## [Directions for this task]
Render the entries from the line containing "Accessibility tool request: describe where the dog's front" through the line containing "xmin=213 ymin=110 xmax=228 ymax=138", inclusive, as a two-column CSV with columns named "request" and "answer", one row per entry. Put each entry's text and its answer in a single quoted field, replacing line breaks with spaces.

## [Stored entries]
------------------------------
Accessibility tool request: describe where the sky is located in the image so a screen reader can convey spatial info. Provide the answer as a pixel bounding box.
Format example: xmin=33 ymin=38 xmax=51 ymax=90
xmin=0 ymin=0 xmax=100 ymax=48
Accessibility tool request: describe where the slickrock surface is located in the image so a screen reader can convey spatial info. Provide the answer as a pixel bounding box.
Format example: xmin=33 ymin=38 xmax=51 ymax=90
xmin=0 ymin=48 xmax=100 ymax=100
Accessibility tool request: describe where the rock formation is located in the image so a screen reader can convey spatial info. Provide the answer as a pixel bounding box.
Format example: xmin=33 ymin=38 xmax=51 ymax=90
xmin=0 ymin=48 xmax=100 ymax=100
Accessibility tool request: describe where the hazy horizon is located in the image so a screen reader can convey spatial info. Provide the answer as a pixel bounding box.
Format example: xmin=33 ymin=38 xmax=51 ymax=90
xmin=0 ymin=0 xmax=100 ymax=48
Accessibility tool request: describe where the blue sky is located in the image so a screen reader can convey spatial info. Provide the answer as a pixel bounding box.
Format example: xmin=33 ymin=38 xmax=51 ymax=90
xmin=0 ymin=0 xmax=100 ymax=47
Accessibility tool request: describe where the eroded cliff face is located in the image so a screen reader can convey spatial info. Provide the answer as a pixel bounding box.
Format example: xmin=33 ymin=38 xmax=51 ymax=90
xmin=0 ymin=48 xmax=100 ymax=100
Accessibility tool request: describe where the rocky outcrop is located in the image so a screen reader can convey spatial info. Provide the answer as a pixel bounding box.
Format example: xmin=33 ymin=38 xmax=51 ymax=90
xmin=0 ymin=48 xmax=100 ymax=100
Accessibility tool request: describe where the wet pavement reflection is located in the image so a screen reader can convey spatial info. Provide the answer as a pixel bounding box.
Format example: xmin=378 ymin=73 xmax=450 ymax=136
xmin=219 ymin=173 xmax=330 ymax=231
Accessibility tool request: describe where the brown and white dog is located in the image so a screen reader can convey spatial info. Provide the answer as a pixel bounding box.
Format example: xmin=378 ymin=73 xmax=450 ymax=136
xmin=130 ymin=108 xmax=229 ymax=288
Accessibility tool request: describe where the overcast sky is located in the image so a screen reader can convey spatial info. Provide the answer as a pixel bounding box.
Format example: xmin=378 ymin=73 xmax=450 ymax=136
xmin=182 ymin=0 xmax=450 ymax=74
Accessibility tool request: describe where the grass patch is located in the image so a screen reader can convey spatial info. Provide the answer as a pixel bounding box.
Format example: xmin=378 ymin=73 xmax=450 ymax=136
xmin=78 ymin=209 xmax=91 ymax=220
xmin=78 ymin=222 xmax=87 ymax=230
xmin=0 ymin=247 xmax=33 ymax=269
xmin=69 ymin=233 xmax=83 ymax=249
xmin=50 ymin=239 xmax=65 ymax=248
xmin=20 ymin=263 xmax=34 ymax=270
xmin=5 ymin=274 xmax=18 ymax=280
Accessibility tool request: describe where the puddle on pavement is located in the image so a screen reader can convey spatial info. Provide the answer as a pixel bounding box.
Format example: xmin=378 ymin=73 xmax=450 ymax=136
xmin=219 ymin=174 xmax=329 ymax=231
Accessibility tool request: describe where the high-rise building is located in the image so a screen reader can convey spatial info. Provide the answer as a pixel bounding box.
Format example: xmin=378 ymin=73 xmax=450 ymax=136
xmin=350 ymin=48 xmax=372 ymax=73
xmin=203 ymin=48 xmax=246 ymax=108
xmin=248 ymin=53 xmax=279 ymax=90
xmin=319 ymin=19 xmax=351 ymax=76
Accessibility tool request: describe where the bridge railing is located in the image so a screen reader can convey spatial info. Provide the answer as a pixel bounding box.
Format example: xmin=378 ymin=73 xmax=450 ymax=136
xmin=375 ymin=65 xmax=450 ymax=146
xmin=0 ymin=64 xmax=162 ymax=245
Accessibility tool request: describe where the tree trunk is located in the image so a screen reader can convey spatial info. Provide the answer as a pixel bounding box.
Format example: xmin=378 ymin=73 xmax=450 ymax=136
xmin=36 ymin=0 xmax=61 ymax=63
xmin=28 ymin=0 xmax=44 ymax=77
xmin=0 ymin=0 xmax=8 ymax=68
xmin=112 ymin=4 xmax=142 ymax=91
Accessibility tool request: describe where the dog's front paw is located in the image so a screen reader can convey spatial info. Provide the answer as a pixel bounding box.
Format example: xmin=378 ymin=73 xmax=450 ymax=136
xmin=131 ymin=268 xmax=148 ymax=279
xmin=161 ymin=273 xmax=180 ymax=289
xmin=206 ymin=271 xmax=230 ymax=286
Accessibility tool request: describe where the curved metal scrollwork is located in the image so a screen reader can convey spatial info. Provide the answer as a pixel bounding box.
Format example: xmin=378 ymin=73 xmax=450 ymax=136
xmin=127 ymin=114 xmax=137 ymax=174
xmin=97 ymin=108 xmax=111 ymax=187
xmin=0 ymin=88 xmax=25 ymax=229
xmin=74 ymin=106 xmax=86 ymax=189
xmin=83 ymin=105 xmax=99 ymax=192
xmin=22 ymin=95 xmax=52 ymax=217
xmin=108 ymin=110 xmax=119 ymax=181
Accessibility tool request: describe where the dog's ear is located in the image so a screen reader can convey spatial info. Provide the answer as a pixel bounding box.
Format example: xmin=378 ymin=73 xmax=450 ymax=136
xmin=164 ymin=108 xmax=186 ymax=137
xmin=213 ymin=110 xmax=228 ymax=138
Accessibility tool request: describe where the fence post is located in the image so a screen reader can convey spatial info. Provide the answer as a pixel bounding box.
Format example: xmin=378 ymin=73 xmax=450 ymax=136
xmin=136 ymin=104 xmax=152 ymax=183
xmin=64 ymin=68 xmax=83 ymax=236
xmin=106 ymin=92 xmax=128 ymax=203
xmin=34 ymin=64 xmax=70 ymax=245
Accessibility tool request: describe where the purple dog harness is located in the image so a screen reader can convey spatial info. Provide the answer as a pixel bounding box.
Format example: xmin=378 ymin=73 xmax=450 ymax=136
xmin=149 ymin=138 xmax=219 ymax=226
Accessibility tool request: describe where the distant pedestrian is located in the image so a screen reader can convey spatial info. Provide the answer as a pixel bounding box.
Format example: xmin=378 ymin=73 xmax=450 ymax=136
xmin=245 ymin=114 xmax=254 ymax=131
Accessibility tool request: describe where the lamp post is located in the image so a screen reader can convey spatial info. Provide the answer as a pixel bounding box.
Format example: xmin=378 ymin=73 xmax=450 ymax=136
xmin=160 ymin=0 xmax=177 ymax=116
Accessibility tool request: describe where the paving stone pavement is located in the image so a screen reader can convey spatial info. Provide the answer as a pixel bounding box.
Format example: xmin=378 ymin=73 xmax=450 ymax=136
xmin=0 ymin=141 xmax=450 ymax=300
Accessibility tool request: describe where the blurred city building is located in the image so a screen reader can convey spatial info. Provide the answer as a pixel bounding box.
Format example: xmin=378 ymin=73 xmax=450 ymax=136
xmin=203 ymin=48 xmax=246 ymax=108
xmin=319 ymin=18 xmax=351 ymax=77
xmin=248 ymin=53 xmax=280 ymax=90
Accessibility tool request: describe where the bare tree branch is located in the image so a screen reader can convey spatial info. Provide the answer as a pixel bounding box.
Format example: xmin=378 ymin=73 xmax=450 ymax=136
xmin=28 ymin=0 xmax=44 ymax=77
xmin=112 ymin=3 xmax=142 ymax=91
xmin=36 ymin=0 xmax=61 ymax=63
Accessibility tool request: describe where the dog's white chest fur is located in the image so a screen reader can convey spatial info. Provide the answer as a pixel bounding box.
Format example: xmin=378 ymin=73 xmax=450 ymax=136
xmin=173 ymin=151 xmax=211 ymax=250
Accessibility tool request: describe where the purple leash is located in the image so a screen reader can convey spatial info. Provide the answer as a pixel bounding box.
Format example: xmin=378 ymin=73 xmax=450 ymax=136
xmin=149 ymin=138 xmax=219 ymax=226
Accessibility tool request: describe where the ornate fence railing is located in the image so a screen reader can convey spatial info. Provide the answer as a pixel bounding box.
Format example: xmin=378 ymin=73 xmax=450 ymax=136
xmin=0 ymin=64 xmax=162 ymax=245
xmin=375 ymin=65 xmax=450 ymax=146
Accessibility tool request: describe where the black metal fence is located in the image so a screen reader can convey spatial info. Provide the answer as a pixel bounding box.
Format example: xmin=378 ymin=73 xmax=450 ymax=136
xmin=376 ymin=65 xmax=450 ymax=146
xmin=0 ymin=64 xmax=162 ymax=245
------------------------------
## [Exercise answer]
request,answer
"Accessibility tool request: describe where the dog's front paw is located in the image so a screen reader can convey spatial info. Provide the answer as a pixel bounding box. Format example: xmin=378 ymin=73 xmax=450 ymax=136","xmin=131 ymin=268 xmax=148 ymax=279 xmin=161 ymin=273 xmax=180 ymax=289 xmin=206 ymin=271 xmax=230 ymax=286"
"Accessibility tool request: describe where the curved metal scrollwork is located in the image so a screen reader can convey spatial info. Provide the answer as a pixel bounding box. Format example: xmin=378 ymin=73 xmax=450 ymax=136","xmin=127 ymin=114 xmax=137 ymax=174 xmin=97 ymin=108 xmax=111 ymax=187 xmin=0 ymin=88 xmax=25 ymax=229 xmin=74 ymin=106 xmax=86 ymax=189 xmin=83 ymin=105 xmax=99 ymax=192 xmin=22 ymin=95 xmax=52 ymax=217 xmin=108 ymin=110 xmax=119 ymax=181"
"Accessibility tool request: describe where the dog's ear is located in the image so a screen reader can convey spatial info. Provide the answer as a pixel bounding box. Format example: xmin=378 ymin=73 xmax=450 ymax=136","xmin=164 ymin=108 xmax=186 ymax=137 xmin=213 ymin=110 xmax=228 ymax=138"